Exercise brief: Swap "crab claw" for "crab pincer" in the lines from the one containing "is crab claw." up to and including the one containing "xmin=292 ymin=284 xmax=442 ymax=401", and write out only those lines with nothing else changed.

Data items:
::::::::

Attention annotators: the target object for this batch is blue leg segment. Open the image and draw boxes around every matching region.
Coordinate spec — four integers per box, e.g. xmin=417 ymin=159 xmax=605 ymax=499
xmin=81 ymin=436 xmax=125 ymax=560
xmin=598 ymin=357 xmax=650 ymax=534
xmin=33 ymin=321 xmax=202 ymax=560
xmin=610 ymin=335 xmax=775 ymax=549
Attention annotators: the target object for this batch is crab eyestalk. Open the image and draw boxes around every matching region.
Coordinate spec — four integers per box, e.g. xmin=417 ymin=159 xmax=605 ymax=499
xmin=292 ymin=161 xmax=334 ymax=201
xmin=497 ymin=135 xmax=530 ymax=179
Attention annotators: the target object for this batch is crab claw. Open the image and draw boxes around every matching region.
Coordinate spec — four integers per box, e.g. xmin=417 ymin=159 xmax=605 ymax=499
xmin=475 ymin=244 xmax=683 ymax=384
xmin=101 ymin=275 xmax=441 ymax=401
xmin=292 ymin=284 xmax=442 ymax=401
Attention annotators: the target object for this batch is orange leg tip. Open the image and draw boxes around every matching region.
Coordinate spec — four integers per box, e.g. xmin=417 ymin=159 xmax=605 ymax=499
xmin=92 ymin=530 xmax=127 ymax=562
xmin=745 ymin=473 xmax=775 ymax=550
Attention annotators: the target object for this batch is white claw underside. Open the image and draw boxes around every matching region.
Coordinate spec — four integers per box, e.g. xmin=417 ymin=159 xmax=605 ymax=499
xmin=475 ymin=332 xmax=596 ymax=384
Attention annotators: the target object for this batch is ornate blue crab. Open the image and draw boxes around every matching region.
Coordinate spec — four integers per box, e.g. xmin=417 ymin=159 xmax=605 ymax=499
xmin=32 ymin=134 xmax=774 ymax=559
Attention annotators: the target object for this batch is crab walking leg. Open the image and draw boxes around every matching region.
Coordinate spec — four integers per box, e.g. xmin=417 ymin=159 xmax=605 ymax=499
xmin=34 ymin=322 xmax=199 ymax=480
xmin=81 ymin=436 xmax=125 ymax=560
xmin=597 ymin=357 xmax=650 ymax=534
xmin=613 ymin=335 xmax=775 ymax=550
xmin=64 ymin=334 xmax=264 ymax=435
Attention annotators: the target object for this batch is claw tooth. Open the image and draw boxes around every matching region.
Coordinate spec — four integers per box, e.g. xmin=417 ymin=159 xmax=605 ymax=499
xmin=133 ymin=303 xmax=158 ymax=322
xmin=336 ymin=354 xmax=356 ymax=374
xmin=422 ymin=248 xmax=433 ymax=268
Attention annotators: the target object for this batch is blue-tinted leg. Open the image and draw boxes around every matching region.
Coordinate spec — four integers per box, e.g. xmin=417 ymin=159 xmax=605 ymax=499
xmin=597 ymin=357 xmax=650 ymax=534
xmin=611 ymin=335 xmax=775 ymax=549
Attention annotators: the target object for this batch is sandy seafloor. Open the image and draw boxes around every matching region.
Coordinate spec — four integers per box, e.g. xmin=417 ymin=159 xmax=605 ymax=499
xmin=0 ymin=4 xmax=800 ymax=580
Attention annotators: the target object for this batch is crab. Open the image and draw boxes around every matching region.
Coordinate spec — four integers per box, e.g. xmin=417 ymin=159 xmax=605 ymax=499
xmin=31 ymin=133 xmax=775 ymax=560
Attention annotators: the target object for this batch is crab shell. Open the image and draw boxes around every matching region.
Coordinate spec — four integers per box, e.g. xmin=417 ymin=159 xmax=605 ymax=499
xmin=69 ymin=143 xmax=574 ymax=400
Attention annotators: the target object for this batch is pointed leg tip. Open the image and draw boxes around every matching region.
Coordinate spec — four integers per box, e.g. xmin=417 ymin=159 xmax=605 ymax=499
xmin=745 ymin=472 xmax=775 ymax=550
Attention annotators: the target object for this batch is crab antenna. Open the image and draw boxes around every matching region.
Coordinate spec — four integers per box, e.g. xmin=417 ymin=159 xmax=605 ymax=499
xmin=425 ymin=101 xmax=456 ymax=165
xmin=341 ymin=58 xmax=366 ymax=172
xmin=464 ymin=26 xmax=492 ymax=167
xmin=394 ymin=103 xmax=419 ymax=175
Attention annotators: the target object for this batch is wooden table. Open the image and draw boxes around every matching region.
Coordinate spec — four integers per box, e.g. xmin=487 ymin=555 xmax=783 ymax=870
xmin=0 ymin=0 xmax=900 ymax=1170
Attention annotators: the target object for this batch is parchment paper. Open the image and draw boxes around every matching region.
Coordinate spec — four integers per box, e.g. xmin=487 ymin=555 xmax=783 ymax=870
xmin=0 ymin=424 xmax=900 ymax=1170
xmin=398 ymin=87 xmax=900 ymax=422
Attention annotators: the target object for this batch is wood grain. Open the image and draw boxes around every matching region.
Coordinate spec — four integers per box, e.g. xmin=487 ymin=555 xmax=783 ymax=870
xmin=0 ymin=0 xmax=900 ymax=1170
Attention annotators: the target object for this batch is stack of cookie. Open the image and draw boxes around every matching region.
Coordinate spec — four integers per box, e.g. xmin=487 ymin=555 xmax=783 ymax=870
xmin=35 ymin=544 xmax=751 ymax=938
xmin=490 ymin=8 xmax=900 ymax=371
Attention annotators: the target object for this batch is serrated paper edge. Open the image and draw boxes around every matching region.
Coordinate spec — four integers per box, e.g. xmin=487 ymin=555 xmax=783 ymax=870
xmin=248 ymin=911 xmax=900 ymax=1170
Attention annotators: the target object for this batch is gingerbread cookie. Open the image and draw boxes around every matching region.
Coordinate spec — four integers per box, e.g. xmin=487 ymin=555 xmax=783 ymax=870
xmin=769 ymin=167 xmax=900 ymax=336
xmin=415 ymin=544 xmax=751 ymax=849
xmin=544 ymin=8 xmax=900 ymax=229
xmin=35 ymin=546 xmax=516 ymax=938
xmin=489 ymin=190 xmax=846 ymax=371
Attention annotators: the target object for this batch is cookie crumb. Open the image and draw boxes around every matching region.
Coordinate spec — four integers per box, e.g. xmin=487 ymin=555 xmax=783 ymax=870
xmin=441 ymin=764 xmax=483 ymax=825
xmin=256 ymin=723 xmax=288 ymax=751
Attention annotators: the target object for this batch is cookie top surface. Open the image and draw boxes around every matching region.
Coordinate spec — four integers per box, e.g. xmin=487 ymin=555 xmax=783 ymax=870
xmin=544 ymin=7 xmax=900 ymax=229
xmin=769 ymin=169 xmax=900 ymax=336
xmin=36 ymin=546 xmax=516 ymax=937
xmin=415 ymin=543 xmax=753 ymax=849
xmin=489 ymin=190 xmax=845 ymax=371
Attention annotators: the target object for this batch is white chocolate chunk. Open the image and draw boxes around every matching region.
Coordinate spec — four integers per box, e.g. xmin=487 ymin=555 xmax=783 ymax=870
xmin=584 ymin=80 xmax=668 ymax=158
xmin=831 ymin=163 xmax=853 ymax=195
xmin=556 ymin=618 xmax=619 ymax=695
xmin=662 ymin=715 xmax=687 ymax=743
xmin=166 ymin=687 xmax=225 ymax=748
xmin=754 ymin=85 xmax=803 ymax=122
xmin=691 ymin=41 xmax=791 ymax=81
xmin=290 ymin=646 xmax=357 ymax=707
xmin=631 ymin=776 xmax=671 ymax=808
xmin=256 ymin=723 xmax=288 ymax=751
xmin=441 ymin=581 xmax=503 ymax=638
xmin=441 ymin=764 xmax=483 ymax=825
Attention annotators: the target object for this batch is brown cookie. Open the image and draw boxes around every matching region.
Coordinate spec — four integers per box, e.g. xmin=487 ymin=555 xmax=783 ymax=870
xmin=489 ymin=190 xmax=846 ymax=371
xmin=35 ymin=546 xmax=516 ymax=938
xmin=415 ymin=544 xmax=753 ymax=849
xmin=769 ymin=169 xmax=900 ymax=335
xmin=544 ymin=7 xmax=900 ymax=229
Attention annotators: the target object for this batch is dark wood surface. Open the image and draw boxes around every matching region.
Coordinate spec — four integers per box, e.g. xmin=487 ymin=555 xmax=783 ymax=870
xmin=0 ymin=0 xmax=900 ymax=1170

::::::::

Solution to this exercise:
Attention annotators: the target object for this batch is crab pincer. Open the image and draw boxes around every matching region.
Coordinate spec — four integers per box, e.g. xmin=417 ymin=159 xmax=605 ymax=499
xmin=475 ymin=244 xmax=683 ymax=384
xmin=101 ymin=275 xmax=441 ymax=401
xmin=292 ymin=284 xmax=442 ymax=401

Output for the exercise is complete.